┌─ SOURCE PASSAGE

PARTICIPANTS IN THE PROJECT ON STRONG FOUNDATIONS FOR GENERAL EDUCATION

Arizona State University
Ball State University
The College of St. Scholastica
Grand Valley State University
Jackson State University
Miami University
Minnesota Community Colleges
Roanoke College
St. Joseph’s College
San Jose State University
Southeast Missouri State University
Susquehanna University
Union College
University of Hartford
University of Idaho
University of Maryland
University of Minnesota-Morris



INTRODUCTION

In a remarkable burst of energy, many American colleges and universities have examined, debated, and revised their general education programs over the last decade.  Much ahs been written about the need to reform general education and about what well constructed general education programs should look like, what content they should include, what skills they should cultivate, and how they ought to be taught.  It is not our intent to duplicate this work, although we will refer to the best of it from time to time.
    This monograph is a guide to campus leaders interested in providing strong institutional foundations for general education programs.  Given the enormous investment of time and resources spent in developing new approaches to general education, we are interested in identifying implementation strategies that ensure continuing program strength.  At the invitation of the Association of American Colleges, we began with our own experience as practitioners—faculty members and academic administrators—who labor day-to-day in the trenches.  We reflected on our experience at seventeen divers institution representing the many dimensions of American higher education, and we attempted to answer three questions about program implementation:  (1)  What characteristics do successful programs share?  (2)  What common strategies do they employ to secure their sustained vitality?  (3)  What common problems do they experience?
    In moving toward our answers, we proceed inductively to develop a list of principles and to illustrate them with specific examples.  The examples are drawn from our seventeen programs and others with which we are acquainted.  In the language of the current “quality” movement, our principles represent benchmarks for gauging program effectiveness and should be applicable to a variety of institutions.  We hope that the fruit of this process is a useful framework for any institution to analyze and guide its continuous action to provide an effective, broad general education for all students.
    Simply stated, our answer to the questions about strong foundations for general education is contained in one overarching meta-principle:
A strong general education program articulates a compelling vision and forms an evolving community based on that vision.
Twelve interrelated principles explicate what is basic to implementing and sustaining strong general education programs.




PART I:
 ARTICULATING A COMPELLING VISION FOR GENERAL EDUCATION



Principle #1:  Strong general education programs explicitly answer the question, “What is the point of General Education?”

└─
┌─ RECORDS

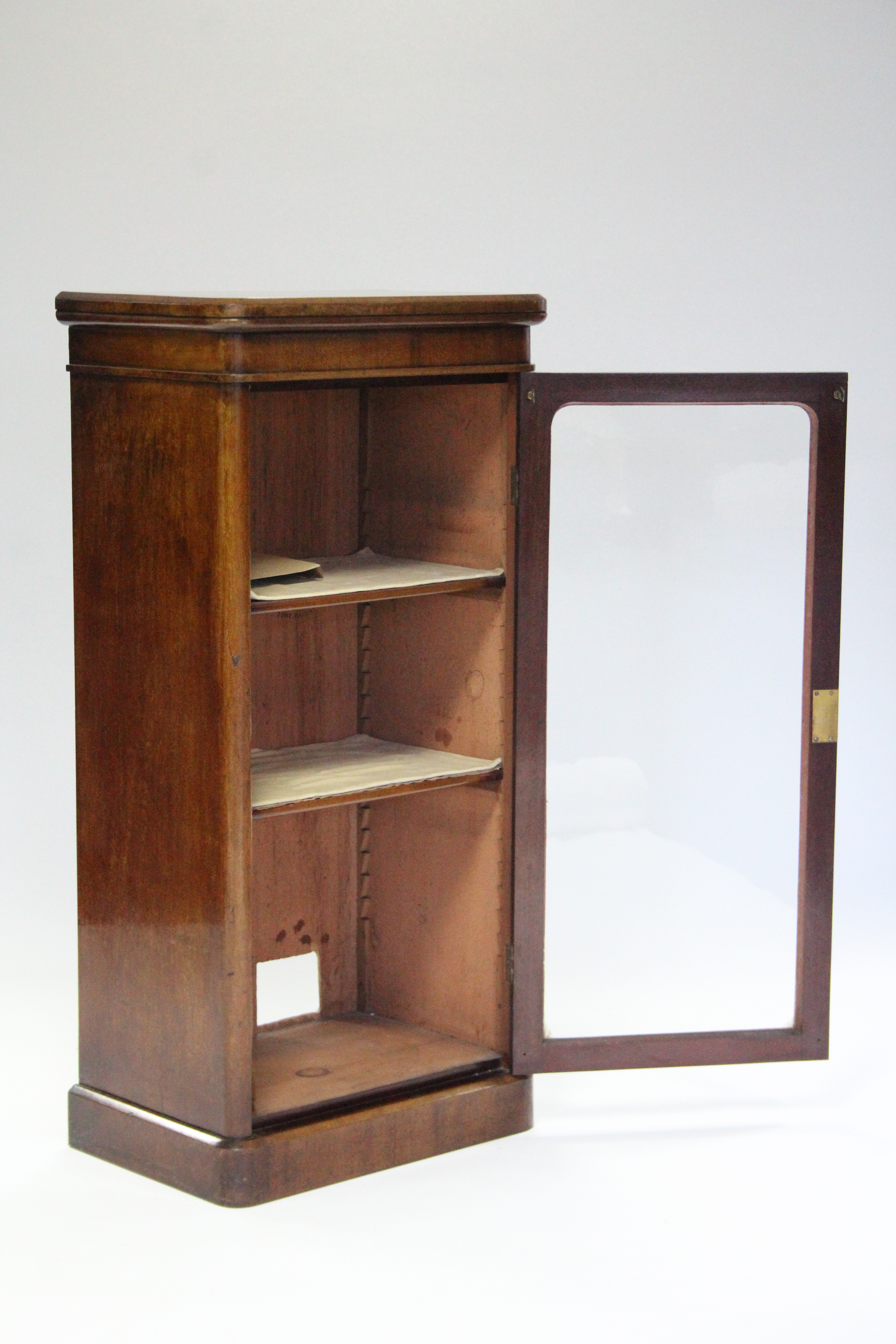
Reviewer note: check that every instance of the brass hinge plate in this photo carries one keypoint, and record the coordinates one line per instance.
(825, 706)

└─
┌─ RECORDS

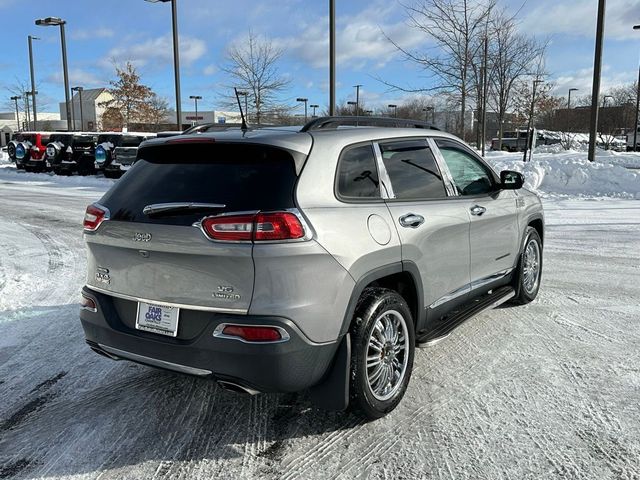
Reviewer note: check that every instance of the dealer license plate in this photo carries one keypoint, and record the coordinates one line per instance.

└─

From the general education passage, pull out word for word the part that opens with the words containing "Simply stated, our" and closes with "on that vision.".

#### [SOLUTION TO THIS EXERCISE]
Simply stated, our answer to the questions about strong foundations for general education is contained in one overarching meta-principle:
A strong general education program articulates a compelling vision and forms an evolving community based on that vision.